§ 課題文
シカゴにあるMotoレストランでは印刷された「すしペーパー」が出る。食べられる折り紙とも呼べそうだ。同店のキヤノンのi560インクジェットプリンタはメニューを印刷するだけでなく、メニューに載っている食べ物自体も印刷する。
料理長のホマル・カンチュ氏はメニューやさまざまな品目をでんぷんでできた食べられる紙に印刷している。通常のCMYK(シアン、マゼンタ、イエロー、ブラック)インクを使う代わりに、カンチュ氏はカートリッジに食用インクを充填する。言うなればSSSBインクだ。われわれの舌が感じる4つの基本的な味である甘味(sweet)、酸味(sour)、苦味(bitter)、塩味(salty)のインクから成っている。
カンチュ氏はこれら4種類の液体と食べられる紙を組み合わせ、どこにも見られないような料理を作る。「ベークドアラスカ地図」や、のりの代わりにすしの画像を印刷した味付きの紙で巻いた巻きずしといったものだ。
何がこうした奇抜なアイデアのヒントになったのか。「子供のころ紙を食べたことだ」とカンチュ氏。「よくお札を食べていたんだ」。Motoレストランではお望みならお札――本物よりおいしいお札のコピー――も食べられるという。カンチュ氏が初めて挑戦した紙の料理はパン風に味付けした紙で、純アメリカ風のフランクフルトをそれではさんで食べた。それ以来構想を膨らませてきた同氏の今の夢は、高級料理をダウンロードして食べられるようにすることだ。「軍隊ではMRE(携行食)を食べている。衛星通信が使えれば、牛肉のブルゴーニュソース風を楽しんでもらえるようになるはずだ」と同氏。いずれは、4つの食用インクカートリッジを装備したモバイルプリンタさえあれば、兵士は何千種類もの料理の中から好みの一品をダウンロードして印刷できるようになるかもしれない。

§ データ一覧

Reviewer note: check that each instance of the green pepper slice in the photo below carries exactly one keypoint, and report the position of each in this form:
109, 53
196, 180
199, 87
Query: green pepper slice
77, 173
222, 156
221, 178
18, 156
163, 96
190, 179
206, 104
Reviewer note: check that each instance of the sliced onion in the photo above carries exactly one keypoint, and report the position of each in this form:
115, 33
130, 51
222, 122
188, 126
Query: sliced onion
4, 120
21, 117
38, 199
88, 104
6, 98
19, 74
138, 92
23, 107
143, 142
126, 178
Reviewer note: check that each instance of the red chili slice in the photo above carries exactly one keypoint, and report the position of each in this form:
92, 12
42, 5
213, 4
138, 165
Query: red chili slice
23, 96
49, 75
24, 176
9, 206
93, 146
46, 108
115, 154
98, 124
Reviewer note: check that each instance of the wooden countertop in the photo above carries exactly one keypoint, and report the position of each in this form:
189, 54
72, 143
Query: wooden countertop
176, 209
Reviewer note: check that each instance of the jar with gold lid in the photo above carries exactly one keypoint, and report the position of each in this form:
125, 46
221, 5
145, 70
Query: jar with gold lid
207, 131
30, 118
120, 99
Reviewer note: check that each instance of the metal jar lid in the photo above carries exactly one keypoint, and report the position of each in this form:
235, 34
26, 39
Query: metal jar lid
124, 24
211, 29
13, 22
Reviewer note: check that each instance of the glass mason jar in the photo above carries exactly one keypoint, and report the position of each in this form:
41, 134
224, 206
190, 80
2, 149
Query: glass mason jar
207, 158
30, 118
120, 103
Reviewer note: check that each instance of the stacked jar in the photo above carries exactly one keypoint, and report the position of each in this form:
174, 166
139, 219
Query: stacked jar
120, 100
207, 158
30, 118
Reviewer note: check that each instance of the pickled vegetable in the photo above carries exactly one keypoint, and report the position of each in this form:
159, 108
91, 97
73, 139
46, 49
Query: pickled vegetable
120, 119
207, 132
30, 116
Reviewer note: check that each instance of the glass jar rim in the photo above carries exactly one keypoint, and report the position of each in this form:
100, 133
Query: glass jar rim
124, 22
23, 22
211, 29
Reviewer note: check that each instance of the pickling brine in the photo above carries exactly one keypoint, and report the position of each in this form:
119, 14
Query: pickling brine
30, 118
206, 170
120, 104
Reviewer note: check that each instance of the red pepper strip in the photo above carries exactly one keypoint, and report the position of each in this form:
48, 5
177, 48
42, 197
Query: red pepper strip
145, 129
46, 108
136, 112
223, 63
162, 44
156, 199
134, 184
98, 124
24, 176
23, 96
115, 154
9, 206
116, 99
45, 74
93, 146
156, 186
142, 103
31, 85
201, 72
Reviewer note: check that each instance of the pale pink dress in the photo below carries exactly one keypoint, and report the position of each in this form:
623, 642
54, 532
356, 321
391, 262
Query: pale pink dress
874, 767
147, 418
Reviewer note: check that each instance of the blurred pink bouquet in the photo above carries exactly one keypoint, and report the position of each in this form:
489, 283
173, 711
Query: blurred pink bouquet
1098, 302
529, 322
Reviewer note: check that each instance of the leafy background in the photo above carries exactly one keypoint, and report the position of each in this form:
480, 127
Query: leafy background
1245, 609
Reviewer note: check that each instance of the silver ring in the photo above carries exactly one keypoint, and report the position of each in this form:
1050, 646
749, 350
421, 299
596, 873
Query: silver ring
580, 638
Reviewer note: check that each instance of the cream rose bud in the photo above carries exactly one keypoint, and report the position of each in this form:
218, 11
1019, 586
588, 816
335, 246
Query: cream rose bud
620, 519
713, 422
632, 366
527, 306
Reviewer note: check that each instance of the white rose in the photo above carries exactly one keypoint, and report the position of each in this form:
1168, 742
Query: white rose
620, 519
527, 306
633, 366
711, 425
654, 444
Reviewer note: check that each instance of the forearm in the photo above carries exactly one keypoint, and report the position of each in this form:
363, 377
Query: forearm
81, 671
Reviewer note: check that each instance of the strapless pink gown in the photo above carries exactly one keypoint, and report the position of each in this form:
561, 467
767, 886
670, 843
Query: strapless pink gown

§ 実施課題
(1) 課題文から、「料理長のホマル・カンチュ氏は」で始まり「いた巻きずしといったものだ。」に至るまでの部分を、一字一句変えずに抜き出してください。
(2) 課題文で、SSSBインクを構成するとされている味をすべて挙げてください。

§ 課題の解答
(1)
料理長のホマル・カンチュ氏はメニューやさまざまな品目をでんぷんでできた食べられる紙に印刷している。通常のCMYK(シアン、マゼンタ、イエロー、ブラック)インクを使う代わりに、カンチュ氏はカートリッジに食用インクを充填する。言うなればSSSBインクだ。われわれの舌が感じる4つの基本的な味である甘味(sweet)、酸味(sour)、苦味(bitter)、塩味(salty)のインクから成っている。
カンチュ氏はこれら4種類の液体と食べられる紙を組み合わせ、どこにも見られないような料理を作る。「ベークドアラスカ地図」や、のりの代わりにすしの画像を印刷した味付きの紙で巻いた巻きずしといったものだ。

(2) 甘味(sweet)、酸味(sour)、苦味(bitter)、塩味(salty)